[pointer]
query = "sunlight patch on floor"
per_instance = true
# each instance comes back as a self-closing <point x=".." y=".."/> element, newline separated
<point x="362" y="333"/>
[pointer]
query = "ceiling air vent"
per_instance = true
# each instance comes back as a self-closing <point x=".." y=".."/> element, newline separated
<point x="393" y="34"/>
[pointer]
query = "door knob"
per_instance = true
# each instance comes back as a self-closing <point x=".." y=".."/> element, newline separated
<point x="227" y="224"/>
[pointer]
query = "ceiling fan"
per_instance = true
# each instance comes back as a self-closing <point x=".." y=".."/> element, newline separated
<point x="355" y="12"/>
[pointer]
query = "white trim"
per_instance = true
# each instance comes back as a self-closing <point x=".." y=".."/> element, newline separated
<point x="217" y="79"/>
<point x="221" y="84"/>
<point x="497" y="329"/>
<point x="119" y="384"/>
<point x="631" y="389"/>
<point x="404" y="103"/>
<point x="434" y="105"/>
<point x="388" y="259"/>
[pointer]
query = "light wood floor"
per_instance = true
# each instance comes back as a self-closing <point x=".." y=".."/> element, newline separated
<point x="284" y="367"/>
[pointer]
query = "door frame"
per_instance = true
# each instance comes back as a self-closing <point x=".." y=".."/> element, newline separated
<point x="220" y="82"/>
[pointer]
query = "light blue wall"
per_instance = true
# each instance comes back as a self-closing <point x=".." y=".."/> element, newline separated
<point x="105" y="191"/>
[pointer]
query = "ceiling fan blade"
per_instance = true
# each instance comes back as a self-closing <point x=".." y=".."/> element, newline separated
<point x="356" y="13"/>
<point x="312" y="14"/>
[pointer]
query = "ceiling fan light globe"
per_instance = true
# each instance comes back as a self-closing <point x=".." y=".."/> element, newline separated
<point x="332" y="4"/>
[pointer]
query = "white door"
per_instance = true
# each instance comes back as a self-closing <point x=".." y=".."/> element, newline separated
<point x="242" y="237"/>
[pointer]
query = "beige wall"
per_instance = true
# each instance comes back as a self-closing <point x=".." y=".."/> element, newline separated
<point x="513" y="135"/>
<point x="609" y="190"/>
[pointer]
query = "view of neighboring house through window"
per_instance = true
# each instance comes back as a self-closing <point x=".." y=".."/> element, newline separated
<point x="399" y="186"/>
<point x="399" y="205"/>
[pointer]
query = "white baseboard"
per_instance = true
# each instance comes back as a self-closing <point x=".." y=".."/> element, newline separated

=======

> **Exercise objective**
Show every line of the rows above that contains the word "ceiling", matching case exactly.

> **The solution**
query = "ceiling air vent"
query = "ceiling fan"
query = "ceiling fan blade"
query = "ceiling fan light globe"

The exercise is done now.